======== Available records

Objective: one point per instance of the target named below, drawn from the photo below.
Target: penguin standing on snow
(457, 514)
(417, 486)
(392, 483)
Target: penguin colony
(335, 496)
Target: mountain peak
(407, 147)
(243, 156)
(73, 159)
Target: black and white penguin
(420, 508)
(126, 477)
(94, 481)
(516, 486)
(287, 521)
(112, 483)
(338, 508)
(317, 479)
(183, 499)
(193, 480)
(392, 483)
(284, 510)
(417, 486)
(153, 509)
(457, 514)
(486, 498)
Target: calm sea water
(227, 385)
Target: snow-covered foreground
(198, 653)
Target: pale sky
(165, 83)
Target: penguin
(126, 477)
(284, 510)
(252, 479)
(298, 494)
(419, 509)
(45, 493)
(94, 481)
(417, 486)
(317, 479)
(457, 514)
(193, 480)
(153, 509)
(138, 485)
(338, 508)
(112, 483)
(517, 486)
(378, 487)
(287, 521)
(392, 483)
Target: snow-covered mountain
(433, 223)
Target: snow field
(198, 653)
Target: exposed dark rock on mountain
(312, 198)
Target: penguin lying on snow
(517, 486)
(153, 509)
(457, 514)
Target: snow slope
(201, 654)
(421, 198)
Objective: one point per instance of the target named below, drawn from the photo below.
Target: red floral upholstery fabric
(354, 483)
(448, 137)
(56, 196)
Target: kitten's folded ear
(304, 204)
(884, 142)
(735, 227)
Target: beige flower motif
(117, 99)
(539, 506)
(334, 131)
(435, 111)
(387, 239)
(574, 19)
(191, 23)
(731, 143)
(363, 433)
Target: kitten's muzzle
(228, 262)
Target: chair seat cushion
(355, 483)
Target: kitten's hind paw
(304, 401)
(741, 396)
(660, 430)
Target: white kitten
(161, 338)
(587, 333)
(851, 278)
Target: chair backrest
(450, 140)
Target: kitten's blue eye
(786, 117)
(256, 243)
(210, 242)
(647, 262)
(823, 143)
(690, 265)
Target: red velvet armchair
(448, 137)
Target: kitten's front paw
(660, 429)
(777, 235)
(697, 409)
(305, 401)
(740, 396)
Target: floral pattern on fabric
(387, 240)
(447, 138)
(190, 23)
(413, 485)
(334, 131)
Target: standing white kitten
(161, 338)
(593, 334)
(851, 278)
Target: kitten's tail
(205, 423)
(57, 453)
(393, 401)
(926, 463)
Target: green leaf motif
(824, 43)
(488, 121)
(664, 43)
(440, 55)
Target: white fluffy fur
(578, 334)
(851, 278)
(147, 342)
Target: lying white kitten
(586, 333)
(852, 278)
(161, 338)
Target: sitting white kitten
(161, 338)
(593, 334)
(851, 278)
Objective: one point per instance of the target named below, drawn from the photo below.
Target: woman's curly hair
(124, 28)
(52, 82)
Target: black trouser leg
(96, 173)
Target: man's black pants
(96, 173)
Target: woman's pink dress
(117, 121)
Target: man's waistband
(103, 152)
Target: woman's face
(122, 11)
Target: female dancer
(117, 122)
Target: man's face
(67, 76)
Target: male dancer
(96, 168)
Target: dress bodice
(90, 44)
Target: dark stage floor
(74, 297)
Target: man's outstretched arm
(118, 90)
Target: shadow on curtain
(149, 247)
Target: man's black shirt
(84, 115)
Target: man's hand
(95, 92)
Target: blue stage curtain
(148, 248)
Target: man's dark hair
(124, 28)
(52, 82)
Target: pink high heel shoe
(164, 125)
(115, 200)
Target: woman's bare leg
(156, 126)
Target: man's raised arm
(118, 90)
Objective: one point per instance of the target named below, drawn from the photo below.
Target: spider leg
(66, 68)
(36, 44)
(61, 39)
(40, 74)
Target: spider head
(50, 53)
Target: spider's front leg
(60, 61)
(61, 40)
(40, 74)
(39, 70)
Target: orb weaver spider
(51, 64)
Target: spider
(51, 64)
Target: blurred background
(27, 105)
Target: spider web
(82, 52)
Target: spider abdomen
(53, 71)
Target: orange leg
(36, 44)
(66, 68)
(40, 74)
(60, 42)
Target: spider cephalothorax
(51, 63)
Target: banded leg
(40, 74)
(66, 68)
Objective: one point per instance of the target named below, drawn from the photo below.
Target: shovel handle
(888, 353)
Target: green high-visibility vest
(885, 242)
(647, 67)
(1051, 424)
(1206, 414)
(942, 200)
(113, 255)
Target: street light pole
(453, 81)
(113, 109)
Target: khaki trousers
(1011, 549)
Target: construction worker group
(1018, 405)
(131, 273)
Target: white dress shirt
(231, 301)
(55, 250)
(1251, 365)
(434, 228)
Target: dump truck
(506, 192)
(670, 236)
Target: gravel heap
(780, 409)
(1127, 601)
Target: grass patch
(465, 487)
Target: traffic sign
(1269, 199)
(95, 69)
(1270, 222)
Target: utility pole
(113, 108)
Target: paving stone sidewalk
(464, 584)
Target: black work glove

================

__Problem to solve__
Write out only the final block of lines, starting at the line with "Target: green high-visibility vest" and running to the end of the material.

__Task solution__
Target: green high-visibility vest
(885, 242)
(647, 67)
(1051, 424)
(1206, 414)
(942, 200)
(113, 255)
Target: street light pole
(453, 81)
(113, 109)
Target: khaki trousers
(1011, 549)
Target: construction worker group
(1018, 405)
(131, 273)
Target: white dress shirt
(231, 301)
(55, 250)
(1251, 365)
(434, 228)
Target: dump truck
(506, 192)
(670, 236)
Target: gravel heap
(780, 409)
(1127, 601)
Target: grass patch
(465, 487)
Target: traffic sign
(1269, 199)
(95, 69)
(1270, 222)
Target: utility pole
(113, 108)
Target: paving stone sidewalk
(464, 584)
Target: black work glove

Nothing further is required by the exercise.